Stelle dabei die POSITIVEN, also die schönen Gefühle wie Freude, Stolz oder Mut, in den Vordergrund (Buchtipp: Ein Rucksack voller Glück).
5) Mache dich mit den Sorgen deines Kindes vertraut:
Frage dein Kind wovor es Angst hat oder was ihm Sorgen bereitet. Häufig fällt es Kindern jedoch schwer darüber zu sprechen. Hier kann gemeinsames Spielen helfen: Spielt gemeinsam mit Figuren soziale Situationen nach. Hier kannst du z.B. selbst die Rolle eines schüchternen Kindes übernehmen und dann dein Kind fragen, was es glaubt, weshalb die Figur Angst hat. Du kannst auch die Puppen selbst miteinander reden lassen und die Figur deines Kindes mit einbeziehen. Tue dies nicht, wenn du selbst sozial unsicher bist oder selbst keine Antworten hast. Hier gilt: Positive Beispiele geben und im Spiel soziale Situationen erproben. Wichtig ist dabei nicht belehrend zu wirken sondern einfühlsam auf die Gefühle des Kindes einzugehen und diese anzunehmen ohne zu bewerten. Idealerweise führst du dein Kind durch Fragen dazu, eigene Lösungswege zu finden (z.B.: „Was könnte (die Figur im Spiel) tun, damit sie sich wohler fühlt?)
┄┄┄┄┄┄┄┄┄┄┄┄┄┄┄┄┄┄┄┄
_Schriftliche Aufgabe_. In welchem Fall sollst du laut dem Ausgangstext soziale Situationen nicht mit Figuren nachspielen? Die Einträge werden dafür nicht gebraucht.
┄┄┄┄┄┄┄┄┄┄┄┄┄┄┄┄┄┄┄┄
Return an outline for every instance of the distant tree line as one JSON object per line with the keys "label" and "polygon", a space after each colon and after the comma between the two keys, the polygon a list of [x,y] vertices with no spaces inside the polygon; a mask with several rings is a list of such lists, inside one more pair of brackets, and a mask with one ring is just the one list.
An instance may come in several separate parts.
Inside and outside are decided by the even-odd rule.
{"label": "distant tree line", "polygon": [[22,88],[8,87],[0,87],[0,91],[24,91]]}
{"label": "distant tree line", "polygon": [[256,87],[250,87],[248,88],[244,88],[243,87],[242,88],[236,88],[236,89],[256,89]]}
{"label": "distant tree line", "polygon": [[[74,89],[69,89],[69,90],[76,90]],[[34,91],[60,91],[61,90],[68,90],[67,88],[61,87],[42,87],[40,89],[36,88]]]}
┄┄┄┄┄┄┄┄┄┄┄┄┄┄┄┄┄┄┄┄
_Vollständige Antwort_. Wenn du selbst sozial unsicher bist oder selbst keine Antworten hast.